> INSTRUCTIONS FOR THE TASK
What is the stretch of the boxing-film trope list from "The Harder They" through "writing an expose."? Return it word for word.

╭─ DOCUMENT SECTION

The Harder They Trope:

  • Blatant Lies: Eddie tells many whoppers about Toro when building him up to the boxing press.
  • Bittersweet Ending: A lot more bitter than sweet: Toro's career ultimately is one more casualty of the fixing machine and he leaves the United States with only enough money to make his mother's life a bit more comfortable back in Argentina (and looking like a truck ran him over), while Eddie gets damned near nothing from being an accomplice to this courtesy of crooked accounting (what little he gets, he hands over to Toro) and the events of the film reawaken his conscience and thus the last shot of the film is him writing an expose.
  • Casualty in the Ring: Gus Dundee, who is coming off a fight with Brannen in which he was seriously injured—Dundee complains of headaches. The fix is in for his fight with Toro, and when Toro hits him, Gus falls into a coma and dies.
  • Complete-the-Quote Title: "The bigger they come..."
  • Crippling the Competition: When one of Toro's opponents balks at Throwing the Fight and looks like he's going to beat Toro, his coach puts a chemical in his towel that disables him and allows Toro to win.

╰─
╭─ RECORDS

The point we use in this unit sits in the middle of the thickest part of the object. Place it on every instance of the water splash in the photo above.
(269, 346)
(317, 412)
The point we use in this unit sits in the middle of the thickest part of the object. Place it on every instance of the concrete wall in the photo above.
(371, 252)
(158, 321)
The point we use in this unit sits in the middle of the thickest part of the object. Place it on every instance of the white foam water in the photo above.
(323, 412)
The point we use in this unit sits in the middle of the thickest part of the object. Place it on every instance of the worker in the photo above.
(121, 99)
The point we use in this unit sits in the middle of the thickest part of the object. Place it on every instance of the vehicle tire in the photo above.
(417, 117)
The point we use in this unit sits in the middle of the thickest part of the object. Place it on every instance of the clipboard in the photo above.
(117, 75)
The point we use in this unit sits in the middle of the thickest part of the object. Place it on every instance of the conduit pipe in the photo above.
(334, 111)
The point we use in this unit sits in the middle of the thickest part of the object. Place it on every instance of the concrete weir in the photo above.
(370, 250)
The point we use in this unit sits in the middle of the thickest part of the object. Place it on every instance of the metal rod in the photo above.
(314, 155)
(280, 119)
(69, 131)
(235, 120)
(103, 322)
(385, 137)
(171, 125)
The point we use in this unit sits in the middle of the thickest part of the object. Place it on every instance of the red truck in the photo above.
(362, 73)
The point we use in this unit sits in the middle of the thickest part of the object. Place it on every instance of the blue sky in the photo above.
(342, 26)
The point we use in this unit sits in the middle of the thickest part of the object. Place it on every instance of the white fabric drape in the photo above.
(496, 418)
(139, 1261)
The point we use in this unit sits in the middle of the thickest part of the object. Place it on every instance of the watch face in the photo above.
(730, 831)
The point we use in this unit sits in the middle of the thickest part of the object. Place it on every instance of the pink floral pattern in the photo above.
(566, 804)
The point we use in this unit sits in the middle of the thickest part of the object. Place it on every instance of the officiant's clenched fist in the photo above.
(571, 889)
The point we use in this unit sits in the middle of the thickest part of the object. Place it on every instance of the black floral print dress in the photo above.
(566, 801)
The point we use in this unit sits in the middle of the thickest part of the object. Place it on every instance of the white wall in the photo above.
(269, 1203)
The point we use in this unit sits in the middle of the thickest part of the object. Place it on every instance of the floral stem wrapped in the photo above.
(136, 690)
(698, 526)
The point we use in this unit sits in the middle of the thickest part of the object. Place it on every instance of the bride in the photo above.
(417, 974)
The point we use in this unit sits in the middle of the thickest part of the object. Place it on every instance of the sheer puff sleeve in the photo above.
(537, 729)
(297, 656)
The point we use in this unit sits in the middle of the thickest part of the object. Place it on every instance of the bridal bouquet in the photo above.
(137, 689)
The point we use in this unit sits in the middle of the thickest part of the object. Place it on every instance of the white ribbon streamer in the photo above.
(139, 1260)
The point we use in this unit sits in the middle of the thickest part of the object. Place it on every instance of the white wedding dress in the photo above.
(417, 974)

╰─

> RESPONSE FOR THIS EXERCISE
The Harder They Trope:

  • Blatant Lies: Eddie tells many whoppers about Toro when building him up to the boxing press.
  • Bittersweet Ending: A lot more bitter than sweet: Toro's career ultimately is one more casualty of the fixing machine and he leaves the United States with only enough money to make his mother's life a bit more comfortable back in Argentina (and looking like a truck ran him over), while Eddie gets damned near nothing from being an accomplice to this courtesy of crooked accounting (what little he gets, he hands over to Toro) and the events of the film reawaken his conscience and thus the last shot of the film is him writing an expose.